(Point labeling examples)
........

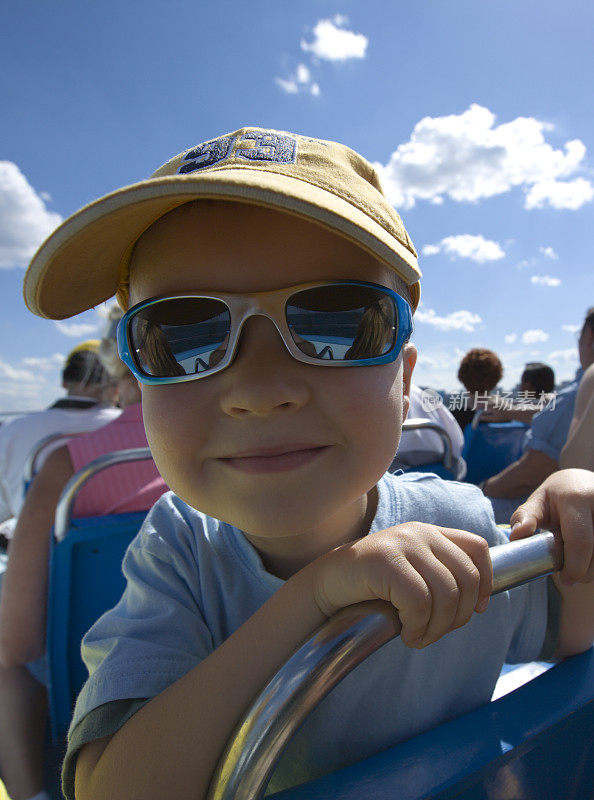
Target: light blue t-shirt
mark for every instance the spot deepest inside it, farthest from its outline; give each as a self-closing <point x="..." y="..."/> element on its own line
<point x="193" y="580"/>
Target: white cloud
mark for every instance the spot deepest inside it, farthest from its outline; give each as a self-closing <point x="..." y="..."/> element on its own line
<point x="560" y="194"/>
<point x="45" y="364"/>
<point x="534" y="336"/>
<point x="78" y="329"/>
<point x="300" y="81"/>
<point x="564" y="356"/>
<point x="24" y="219"/>
<point x="456" y="320"/>
<point x="333" y="42"/>
<point x="545" y="280"/>
<point x="467" y="158"/>
<point x="465" y="245"/>
<point x="10" y="373"/>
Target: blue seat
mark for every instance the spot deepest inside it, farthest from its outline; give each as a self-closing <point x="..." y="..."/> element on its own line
<point x="490" y="447"/>
<point x="534" y="743"/>
<point x="447" y="467"/>
<point x="85" y="580"/>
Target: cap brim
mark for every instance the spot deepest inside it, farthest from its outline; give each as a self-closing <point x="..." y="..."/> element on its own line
<point x="77" y="266"/>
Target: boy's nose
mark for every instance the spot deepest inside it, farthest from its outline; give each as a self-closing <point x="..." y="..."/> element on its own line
<point x="264" y="378"/>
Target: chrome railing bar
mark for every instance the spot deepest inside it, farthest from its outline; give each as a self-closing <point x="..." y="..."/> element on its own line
<point x="69" y="492"/>
<point x="336" y="648"/>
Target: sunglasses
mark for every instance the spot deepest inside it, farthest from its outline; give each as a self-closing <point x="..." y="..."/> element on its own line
<point x="331" y="323"/>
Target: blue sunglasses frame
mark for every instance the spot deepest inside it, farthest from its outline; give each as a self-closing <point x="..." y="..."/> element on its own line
<point x="269" y="304"/>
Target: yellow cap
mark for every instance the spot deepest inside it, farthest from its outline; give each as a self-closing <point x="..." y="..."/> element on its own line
<point x="85" y="261"/>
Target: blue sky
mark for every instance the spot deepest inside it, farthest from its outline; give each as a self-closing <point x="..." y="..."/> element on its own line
<point x="478" y="115"/>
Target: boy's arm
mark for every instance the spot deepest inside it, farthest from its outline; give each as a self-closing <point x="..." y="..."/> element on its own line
<point x="23" y="602"/>
<point x="565" y="504"/>
<point x="435" y="577"/>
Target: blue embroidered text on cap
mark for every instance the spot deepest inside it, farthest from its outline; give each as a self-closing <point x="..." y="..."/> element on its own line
<point x="253" y="146"/>
<point x="268" y="147"/>
<point x="207" y="154"/>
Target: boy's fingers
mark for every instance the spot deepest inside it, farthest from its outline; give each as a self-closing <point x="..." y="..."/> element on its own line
<point x="477" y="549"/>
<point x="411" y="596"/>
<point x="529" y="516"/>
<point x="445" y="598"/>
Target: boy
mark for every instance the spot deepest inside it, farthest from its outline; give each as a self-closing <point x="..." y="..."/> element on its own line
<point x="268" y="282"/>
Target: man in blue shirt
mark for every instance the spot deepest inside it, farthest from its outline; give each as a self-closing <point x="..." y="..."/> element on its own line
<point x="543" y="442"/>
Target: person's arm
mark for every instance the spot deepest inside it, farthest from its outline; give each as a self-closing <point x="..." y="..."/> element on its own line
<point x="578" y="450"/>
<point x="565" y="504"/>
<point x="521" y="477"/>
<point x="23" y="600"/>
<point x="436" y="578"/>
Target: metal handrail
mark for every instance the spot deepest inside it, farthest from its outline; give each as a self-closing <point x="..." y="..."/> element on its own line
<point x="69" y="492"/>
<point x="421" y="423"/>
<point x="335" y="649"/>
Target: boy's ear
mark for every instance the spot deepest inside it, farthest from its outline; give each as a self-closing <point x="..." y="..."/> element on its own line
<point x="409" y="359"/>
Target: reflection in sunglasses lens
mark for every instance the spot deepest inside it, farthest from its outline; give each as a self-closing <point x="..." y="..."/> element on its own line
<point x="342" y="323"/>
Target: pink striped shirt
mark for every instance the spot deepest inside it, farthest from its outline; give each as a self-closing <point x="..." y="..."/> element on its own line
<point x="124" y="487"/>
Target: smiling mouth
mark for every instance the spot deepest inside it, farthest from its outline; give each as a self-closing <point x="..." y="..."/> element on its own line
<point x="274" y="460"/>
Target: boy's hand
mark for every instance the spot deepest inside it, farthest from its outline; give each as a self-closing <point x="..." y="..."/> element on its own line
<point x="435" y="577"/>
<point x="563" y="503"/>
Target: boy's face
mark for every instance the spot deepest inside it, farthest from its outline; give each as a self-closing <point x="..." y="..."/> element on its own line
<point x="279" y="448"/>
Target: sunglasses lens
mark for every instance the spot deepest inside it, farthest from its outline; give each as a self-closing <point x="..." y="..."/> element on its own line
<point x="181" y="336"/>
<point x="343" y="322"/>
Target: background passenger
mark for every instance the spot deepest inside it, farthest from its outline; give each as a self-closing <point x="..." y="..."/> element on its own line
<point x="536" y="384"/>
<point x="543" y="440"/>
<point x="23" y="600"/>
<point x="480" y="371"/>
<point x="578" y="450"/>
<point x="84" y="408"/>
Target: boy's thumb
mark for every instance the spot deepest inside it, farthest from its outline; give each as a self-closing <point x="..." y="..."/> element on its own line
<point x="528" y="517"/>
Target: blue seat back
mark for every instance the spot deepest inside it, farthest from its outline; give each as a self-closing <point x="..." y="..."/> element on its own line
<point x="85" y="581"/>
<point x="534" y="743"/>
<point x="490" y="447"/>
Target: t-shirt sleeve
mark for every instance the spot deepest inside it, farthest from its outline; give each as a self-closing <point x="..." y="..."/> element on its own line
<point x="102" y="721"/>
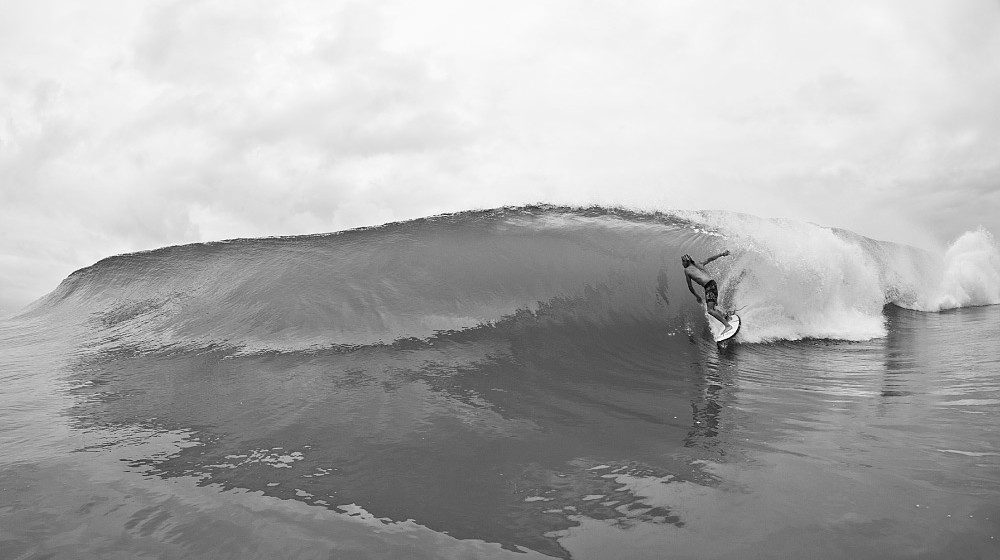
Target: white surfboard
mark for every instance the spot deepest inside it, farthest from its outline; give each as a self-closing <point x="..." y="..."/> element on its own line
<point x="717" y="327"/>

........

Each line of the data is to be duplicated exactly; pictures stay out of the copy.

Target: light blue t-shirt
mark for every instance the spot deepest inside it, farthest from its outline; give each as a self-closing <point x="..." y="..."/> element on its own line
<point x="193" y="580"/>
Target: white cloud
mark for every instance the spot deepest inside it, farthest from its outline; give each as a self-closing <point x="..." y="..."/> element on its own line
<point x="560" y="194"/>
<point x="45" y="364"/>
<point x="534" y="336"/>
<point x="78" y="329"/>
<point x="300" y="81"/>
<point x="564" y="356"/>
<point x="24" y="219"/>
<point x="456" y="320"/>
<point x="333" y="42"/>
<point x="545" y="280"/>
<point x="467" y="158"/>
<point x="465" y="245"/>
<point x="10" y="373"/>
Target: blue seat
mark for every instance the spot deepest inside it, farthest from its outline; give each as a self-closing <point x="..." y="..."/> element on its own line
<point x="490" y="447"/>
<point x="534" y="743"/>
<point x="447" y="467"/>
<point x="85" y="580"/>
Target: cap brim
mark for every instance the spot deepest inside it, farthest from its outline; give each as a self-closing <point x="..." y="..."/> element on its own line
<point x="77" y="266"/>
Target: boy's nose
mark for every instance the spot deepest inside it, farthest from its outline; give each as a self-closing <point x="..." y="..."/> element on its own line
<point x="264" y="378"/>
Target: chrome railing bar
mark for every instance the spot deepest inside it, farthest from its outline; give each as a self-closing <point x="..." y="..."/> element on its own line
<point x="69" y="492"/>
<point x="336" y="648"/>
Target: sunglasses
mark for every instance the spot deepest inside it, farthest from its outline; give each as a self-closing <point x="..." y="..."/> element on its own line
<point x="331" y="323"/>
Target: blue sunglasses frame
mark for every instance the spot deepest inside it, farthest from its outline; give each as a self-closing <point x="..." y="..."/> element on its own line
<point x="269" y="304"/>
Target: yellow cap
mark for every instance the spot deepest inside it, farthest from its outline; give each as a self-closing <point x="..." y="..."/> element on its own line
<point x="85" y="261"/>
Target: blue sky
mark for every instance the spot deepest inside it, farthest from its outline; give each as a self-closing <point x="..." y="..."/> element on its own line
<point x="478" y="115"/>
Target: boy's arm
mark for every instance the spot deepest inside it, farthest from its outline; give each as a self-closing <point x="..." y="..."/> element on its own line
<point x="23" y="602"/>
<point x="565" y="504"/>
<point x="435" y="577"/>
Target: blue embroidered text on cap
mark for every instance the spot deepest inside it, farthest from its outline; give each as a self-closing <point x="..." y="..."/> element on its own line
<point x="253" y="146"/>
<point x="268" y="147"/>
<point x="207" y="154"/>
Target: boy's fingers
mark for every instance the spot deepest inside it, farthest from its outline; give each as a self-closing <point x="..." y="..."/> element on its own line
<point x="477" y="549"/>
<point x="411" y="596"/>
<point x="529" y="516"/>
<point x="445" y="598"/>
Target: boy
mark for every instance the spot deepest inside it, farthest from its outline; give each as a self-closing <point x="..." y="..."/> element on its own line
<point x="268" y="282"/>
Target: man in blue shirt
mark for every instance the spot deepest inside it, farthest from its outline; give each as a self-closing <point x="..." y="..."/> element on its own line
<point x="543" y="442"/>
Target: person's arm
mark for every instance the spot deepest inside it, farthest from its outline; give each as a self-closing <point x="..." y="..."/> element on its own line
<point x="578" y="450"/>
<point x="565" y="504"/>
<point x="521" y="477"/>
<point x="23" y="600"/>
<point x="436" y="578"/>
Target: metal handrail
mark for every instance the spot deepest inside it, farthest from its outline; give each as a self-closing <point x="..." y="..."/> element on its own line
<point x="69" y="492"/>
<point x="421" y="423"/>
<point x="335" y="649"/>
Target: boy's ear
mark for every instance the spot deepest inside it, farthest from its outline; give each as a self-closing <point x="..." y="..."/> element on its own line
<point x="409" y="359"/>
Target: reflection in sunglasses lens
mark for every instance the spot deepest inside it, farthest from its outline; give each as a self-closing <point x="..." y="..."/> element on its own line
<point x="342" y="323"/>
Target: pink striped shirt
mark for every instance the spot deepest inside it, farthest from its outline; give each as a self-closing <point x="..." y="..."/> element on its own line
<point x="124" y="487"/>
Target: smiling mouth
mark for every instance the spot deepest inside it, farthest from its outline; give each as a self-closing <point x="..." y="..."/> element on its own line
<point x="274" y="460"/>
Target: boy's hand
mark for every instance the spot deepest inside it, farthest from its outline; give each as a self-closing <point x="..." y="..."/> element on its own line
<point x="435" y="577"/>
<point x="563" y="503"/>
Target: boy's face
mark for every instance the spot deepest inside it, farthest from its outline; give each as a self-closing <point x="..." y="..."/> element on its own line
<point x="279" y="448"/>
Target: sunglasses lens
mark for every instance the spot deepest inside it, farthest from its outline; give each as a self-closing <point x="..." y="..."/> element on its own line
<point x="181" y="336"/>
<point x="343" y="322"/>
Target: background passenger
mark for every instance the spot deepest inside it, farthest from its outline; give each as a self-closing <point x="..." y="..."/> element on its own line
<point x="536" y="384"/>
<point x="543" y="440"/>
<point x="23" y="600"/>
<point x="480" y="371"/>
<point x="578" y="450"/>
<point x="84" y="408"/>
Target: boy's thumb
mark for every instance the spot deepest inside it, farthest from its outline; give each as a self-closing <point x="..." y="..."/> element on its own line
<point x="528" y="517"/>
Target: blue seat back
mark for every instance the spot deepest inside it, farthest from its outline; give each as a self-closing <point x="..." y="..."/> element on its own line
<point x="85" y="581"/>
<point x="534" y="743"/>
<point x="490" y="447"/>
Target: t-shirt sleeve
mark for every instance the spot deepest inside it, farthest from its outline; give each as a self-closing <point x="..." y="..."/> element on its own line
<point x="102" y="721"/>
Target: white surfboard
mark for every instance the spot deepest inside it, farthest from its outline; give each as a self-closing <point x="..." y="..."/> element on its own line
<point x="717" y="327"/>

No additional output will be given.